WHAT YOU SHOULD DO | The entries need to be copied exactly.

Records from a data source |
[Start of Attachment]
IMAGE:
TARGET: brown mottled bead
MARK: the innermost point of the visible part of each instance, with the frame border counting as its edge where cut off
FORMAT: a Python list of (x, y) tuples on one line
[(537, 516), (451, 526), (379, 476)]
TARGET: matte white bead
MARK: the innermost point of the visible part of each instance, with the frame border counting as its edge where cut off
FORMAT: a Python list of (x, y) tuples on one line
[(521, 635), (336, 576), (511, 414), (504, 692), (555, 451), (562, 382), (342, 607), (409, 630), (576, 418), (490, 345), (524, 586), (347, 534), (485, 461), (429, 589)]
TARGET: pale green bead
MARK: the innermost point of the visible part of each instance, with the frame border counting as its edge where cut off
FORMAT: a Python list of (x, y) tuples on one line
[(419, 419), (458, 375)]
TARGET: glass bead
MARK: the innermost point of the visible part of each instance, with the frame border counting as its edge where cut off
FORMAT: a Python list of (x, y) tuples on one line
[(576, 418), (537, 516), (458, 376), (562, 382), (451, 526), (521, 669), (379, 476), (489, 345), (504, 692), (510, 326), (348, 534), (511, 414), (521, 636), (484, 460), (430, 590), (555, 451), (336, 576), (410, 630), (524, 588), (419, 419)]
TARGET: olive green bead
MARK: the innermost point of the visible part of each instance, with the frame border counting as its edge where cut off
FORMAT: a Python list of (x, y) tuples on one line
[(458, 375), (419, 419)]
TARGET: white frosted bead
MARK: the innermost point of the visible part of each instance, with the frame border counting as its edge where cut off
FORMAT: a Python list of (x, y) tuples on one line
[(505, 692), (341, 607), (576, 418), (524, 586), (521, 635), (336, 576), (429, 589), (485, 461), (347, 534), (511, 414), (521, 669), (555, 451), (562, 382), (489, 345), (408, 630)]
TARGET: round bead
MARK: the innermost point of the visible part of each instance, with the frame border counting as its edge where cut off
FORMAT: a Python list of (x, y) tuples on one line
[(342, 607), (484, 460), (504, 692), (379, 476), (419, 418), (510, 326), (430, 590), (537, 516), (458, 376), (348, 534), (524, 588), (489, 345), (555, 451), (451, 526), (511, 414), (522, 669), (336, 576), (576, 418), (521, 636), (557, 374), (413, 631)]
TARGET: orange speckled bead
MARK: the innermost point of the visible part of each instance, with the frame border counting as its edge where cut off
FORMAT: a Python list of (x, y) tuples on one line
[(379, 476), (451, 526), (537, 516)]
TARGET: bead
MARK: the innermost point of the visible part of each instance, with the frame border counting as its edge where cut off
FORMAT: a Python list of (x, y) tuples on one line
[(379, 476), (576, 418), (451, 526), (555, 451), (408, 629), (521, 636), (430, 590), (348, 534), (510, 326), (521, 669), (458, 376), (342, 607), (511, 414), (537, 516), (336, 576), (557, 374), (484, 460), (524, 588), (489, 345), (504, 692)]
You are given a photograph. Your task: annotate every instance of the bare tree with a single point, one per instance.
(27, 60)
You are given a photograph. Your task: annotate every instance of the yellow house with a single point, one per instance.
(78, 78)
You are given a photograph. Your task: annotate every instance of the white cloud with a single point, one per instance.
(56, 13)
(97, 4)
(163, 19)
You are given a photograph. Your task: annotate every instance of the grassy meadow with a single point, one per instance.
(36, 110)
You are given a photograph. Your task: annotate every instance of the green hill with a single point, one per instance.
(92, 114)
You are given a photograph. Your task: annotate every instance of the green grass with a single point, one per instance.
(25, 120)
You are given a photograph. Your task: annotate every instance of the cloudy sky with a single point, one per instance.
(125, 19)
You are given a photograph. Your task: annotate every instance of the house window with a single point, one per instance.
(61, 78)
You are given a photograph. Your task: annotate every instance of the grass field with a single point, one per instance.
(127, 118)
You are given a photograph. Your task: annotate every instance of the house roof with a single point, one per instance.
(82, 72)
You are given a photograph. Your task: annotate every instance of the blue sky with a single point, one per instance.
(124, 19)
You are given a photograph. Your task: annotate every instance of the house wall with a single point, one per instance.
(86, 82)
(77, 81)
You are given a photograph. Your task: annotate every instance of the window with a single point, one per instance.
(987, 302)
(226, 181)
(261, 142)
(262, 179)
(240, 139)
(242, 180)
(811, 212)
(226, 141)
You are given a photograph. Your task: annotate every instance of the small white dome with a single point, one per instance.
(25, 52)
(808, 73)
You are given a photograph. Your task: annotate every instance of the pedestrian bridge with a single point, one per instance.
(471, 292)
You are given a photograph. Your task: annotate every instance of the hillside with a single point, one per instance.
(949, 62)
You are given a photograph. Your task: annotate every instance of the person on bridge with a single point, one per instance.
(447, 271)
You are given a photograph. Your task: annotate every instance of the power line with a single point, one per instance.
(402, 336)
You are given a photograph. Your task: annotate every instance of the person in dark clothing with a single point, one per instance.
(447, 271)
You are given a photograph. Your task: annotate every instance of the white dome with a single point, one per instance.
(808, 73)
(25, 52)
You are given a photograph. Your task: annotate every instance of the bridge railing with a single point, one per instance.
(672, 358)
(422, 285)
[End of Attachment]
OUTPUT BELOW |
IMAGE:
TARGET: brown mottled bead
MARK: the innermost point of the visible part of each instance, with the frame border counting as its edge where cut off
FORMAT: a Python list of (x, y) tuples on one line
[(537, 516), (451, 526), (379, 476)]
TARGET: matte white bead
MARK: the innermost point of the visible part of each instance, with the frame border counting as its edge where cut off
FORMAT: a Python list of (x, y) tuples on one line
[(521, 635), (336, 576), (511, 414), (504, 692), (555, 451), (562, 382), (342, 607), (409, 630), (576, 418), (490, 345), (524, 586), (347, 534), (485, 461), (429, 589)]
TARGET: pale green bead
MARK: the innermost point of the visible part of each instance, with the frame border counting as its edge where cut off
FORMAT: a Python list of (x, y) tuples on one line
[(419, 419), (458, 375)]
TARGET: glass bead
MARK: the innermost point of the visible part of each instance, with the frame border counting as its edge where cut off
FORMAT: a Python list of (x, y) tuples on one line
[(576, 418), (537, 516), (458, 376), (562, 382), (451, 526), (521, 669), (379, 476), (489, 345), (504, 692), (510, 326), (348, 534), (511, 414), (521, 636), (484, 460), (430, 590), (555, 451), (336, 576), (410, 630), (524, 588), (419, 419)]
TARGET: olive green bead
MARK: the innermost point of the visible part of each instance, with the frame border counting as its edge where cut off
FORMAT: a Python list of (x, y) tuples on one line
[(458, 375), (419, 419)]
TARGET: white frosted bead
MARK: the innermost point of the visible part of each instance, with the frame border counting as its edge where cut off
FORMAT: a Python list of (x, y) tuples on one line
[(505, 692), (341, 607), (576, 418), (524, 586), (521, 635), (336, 576), (429, 589), (485, 461), (347, 534), (511, 414), (521, 669), (555, 451), (562, 382), (489, 345), (408, 630)]
TARGET: round bead
MARK: the innermost point of the visible part of each instance, with the frame border counting as its edge where cut off
FORMAT: a Python list of (x, y) tuples on one line
[(342, 607), (484, 460), (504, 692), (379, 476), (419, 418), (510, 326), (430, 590), (537, 516), (458, 376), (348, 534), (524, 588), (489, 345), (555, 451), (451, 526), (511, 414), (522, 669), (336, 576), (576, 418), (521, 636), (557, 374), (413, 631)]
TARGET: orange speckled bead
MARK: the innermost point of the visible part of each instance, with the frame border counting as its edge where cut off
FORMAT: a Python list of (x, y) tuples on one line
[(379, 476), (451, 526), (537, 516)]
TARGET: bead
MARK: the innermost point of the visible part of each instance, with the frame border counting as its edge where cut off
FORMAT: a Python list of (x, y) tuples on one line
[(379, 476), (576, 418), (451, 526), (555, 451), (408, 629), (521, 636), (430, 590), (348, 534), (510, 326), (521, 669), (458, 376), (342, 607), (511, 414), (537, 516), (336, 576), (557, 374), (484, 460), (524, 588), (489, 345), (504, 692)]
You are given a photograph. Your task: annotate every instance of the bare tree with a single point, one per instance.
(27, 60)
You are given a photograph. Your task: annotate every instance of the yellow house with a single point, one per instance.
(78, 78)
You are given a photograph. Your task: annotate every instance of the white cloud with a single point, one per instance.
(56, 13)
(97, 4)
(163, 19)
You are given a photograph. Your task: annotate every instance of the grassy meadow with a single point, one per instance.
(36, 110)
You are given a photograph. Your task: annotate every instance of the green hill with a single point, one per instance.
(92, 114)
You are given a photograph. Your task: annotate every instance of the green grass with a single point, one per instance.
(25, 120)
You are given a photograph. Your task: annotate every instance of the cloudy sky with a single point, one per instance.
(125, 19)
You are given a photograph. Your task: annotate every instance of the house window with a single point, one per instance.
(61, 78)
You are given a photograph. Your task: annotate every instance of the grass field with a single point, one per instance.
(127, 118)
You are given a photograph. Your task: annotate every instance of the house roof with a single point, one per instance.
(82, 72)
You are given a photograph. Your task: annotate every instance of the blue sky with a single point, one per instance.
(124, 19)
You are given a photograph. Your task: annotate every instance of the house wall with a single point, one per instance.
(86, 82)
(77, 81)
You are given a photograph. Your task: annotate every instance of the window with a single point, one per instance.
(987, 302)
(226, 181)
(261, 142)
(262, 179)
(240, 139)
(242, 180)
(811, 212)
(226, 141)
You are given a photograph. Your task: annotate every instance of the small white dome with a single point, one per instance.
(25, 52)
(808, 73)
You are given a photograph. Your task: annotate every instance of the pedestrian bridge with a single point, one per instance.
(471, 292)
You are given a photograph. Your task: annotate every instance of the hillside with a single point, one per instance.
(949, 62)
You are given a photograph. Your task: annotate every instance of the person on bridge with a single point, one per instance.
(447, 271)
You are given a photograph. Your task: annotate every instance of the power line with a single point, one per instance.
(402, 336)
You are given a photograph. Your task: annotate every instance of the person in dark clothing with a single point, one per instance.
(447, 271)
You are given a photograph. Your task: annotate every instance of the white dome with a single point, one per instance.
(808, 73)
(25, 52)
You are given a photograph. Your task: annotate every instance of the bridge railing with a single point, one per instance.
(672, 358)
(422, 285)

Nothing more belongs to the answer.